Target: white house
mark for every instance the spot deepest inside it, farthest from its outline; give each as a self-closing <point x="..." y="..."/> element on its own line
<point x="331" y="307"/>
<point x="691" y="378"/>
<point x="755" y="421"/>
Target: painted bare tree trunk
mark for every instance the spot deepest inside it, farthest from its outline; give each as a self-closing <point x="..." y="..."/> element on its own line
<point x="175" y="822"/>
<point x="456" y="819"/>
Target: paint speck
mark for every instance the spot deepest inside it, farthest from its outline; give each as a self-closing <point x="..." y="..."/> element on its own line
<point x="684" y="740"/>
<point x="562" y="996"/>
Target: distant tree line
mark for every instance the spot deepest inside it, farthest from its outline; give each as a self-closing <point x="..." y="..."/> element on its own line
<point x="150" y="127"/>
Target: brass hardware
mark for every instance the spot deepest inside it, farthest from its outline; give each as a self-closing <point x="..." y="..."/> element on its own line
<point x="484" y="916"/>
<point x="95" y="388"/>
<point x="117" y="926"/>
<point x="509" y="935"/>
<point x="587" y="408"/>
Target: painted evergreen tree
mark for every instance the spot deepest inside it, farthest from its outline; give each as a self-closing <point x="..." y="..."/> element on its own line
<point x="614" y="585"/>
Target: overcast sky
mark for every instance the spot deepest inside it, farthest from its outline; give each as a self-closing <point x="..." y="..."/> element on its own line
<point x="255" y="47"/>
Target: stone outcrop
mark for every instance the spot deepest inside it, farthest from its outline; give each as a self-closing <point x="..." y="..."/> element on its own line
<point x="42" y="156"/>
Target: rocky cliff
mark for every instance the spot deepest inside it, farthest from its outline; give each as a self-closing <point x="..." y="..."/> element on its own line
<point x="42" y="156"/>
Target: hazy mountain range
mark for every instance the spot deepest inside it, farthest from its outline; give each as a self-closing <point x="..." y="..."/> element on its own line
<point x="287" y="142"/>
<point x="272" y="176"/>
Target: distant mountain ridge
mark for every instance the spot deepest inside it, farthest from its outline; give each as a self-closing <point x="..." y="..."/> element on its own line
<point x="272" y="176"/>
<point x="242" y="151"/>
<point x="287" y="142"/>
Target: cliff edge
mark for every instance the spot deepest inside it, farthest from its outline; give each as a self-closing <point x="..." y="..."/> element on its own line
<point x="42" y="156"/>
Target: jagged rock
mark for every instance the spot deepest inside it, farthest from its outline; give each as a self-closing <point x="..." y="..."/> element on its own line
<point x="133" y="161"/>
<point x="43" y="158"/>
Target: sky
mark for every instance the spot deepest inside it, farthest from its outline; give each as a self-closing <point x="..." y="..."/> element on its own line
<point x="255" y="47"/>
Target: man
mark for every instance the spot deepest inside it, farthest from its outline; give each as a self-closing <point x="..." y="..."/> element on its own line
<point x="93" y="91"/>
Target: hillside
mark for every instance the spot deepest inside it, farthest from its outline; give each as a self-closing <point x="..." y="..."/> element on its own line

Instruction: Exactly as written, give the line containing "Target: painted evergreen tree" and all remaining lines of the records.

Written answer:
Target: painted evergreen tree
mark for every instance the spot deepest inside it, farthest from its outline; give each as a self-closing <point x="..." y="..."/> element on its own line
<point x="614" y="585"/>
Target: overcast sky
mark for every instance the spot deepest inside it, farthest from its outline; give each as a self-closing <point x="..." y="..."/> element on its own line
<point x="255" y="47"/>
Target: stone outcrop
mark for every instance the spot deepest inside it, farthest from its outline; give each as a self-closing <point x="..." y="..."/> element on its own line
<point x="42" y="156"/>
Target: rocky cliff
mark for every instance the spot deepest inside it, farthest from its outline; give each as a self-closing <point x="..." y="..."/> element on its own line
<point x="42" y="156"/>
Target: hazy mountain range
mark for every instance the spot deepest inside it, farthest from its outline; give each as a self-closing <point x="..." y="..."/> element on its own line
<point x="287" y="142"/>
<point x="272" y="176"/>
Target: distant mountain ridge
mark for every instance the spot deepest inside it, farthest from its outline; give each as a self-closing <point x="..." y="..."/> element on its own line
<point x="272" y="176"/>
<point x="242" y="151"/>
<point x="287" y="142"/>
Target: cliff edge
mark for every instance the spot deepest inside it, farthest from its outline; give each as a self-closing <point x="..." y="..."/> element on its own line
<point x="42" y="156"/>
Target: jagged rock
mark for every instance the spot deepest inside it, farthest from its outline; give each as a self-closing <point x="..." y="..."/> element on its own line
<point x="133" y="161"/>
<point x="43" y="158"/>
Target: sky
mark for every instance the spot deepest inside it, farthest from its outline; give each as a self-closing <point x="..." y="..."/> element on its own line
<point x="255" y="47"/>
Target: man
mark for every instance the spot deepest inside it, farthest from its outline; give each as a self-closing <point x="..." y="..."/> element on its own line
<point x="93" y="91"/>
Target: hillside
mark for every instance the spot deepest inside it, farthest from its outline; give each as a self-closing <point x="..." y="..."/> element on its own line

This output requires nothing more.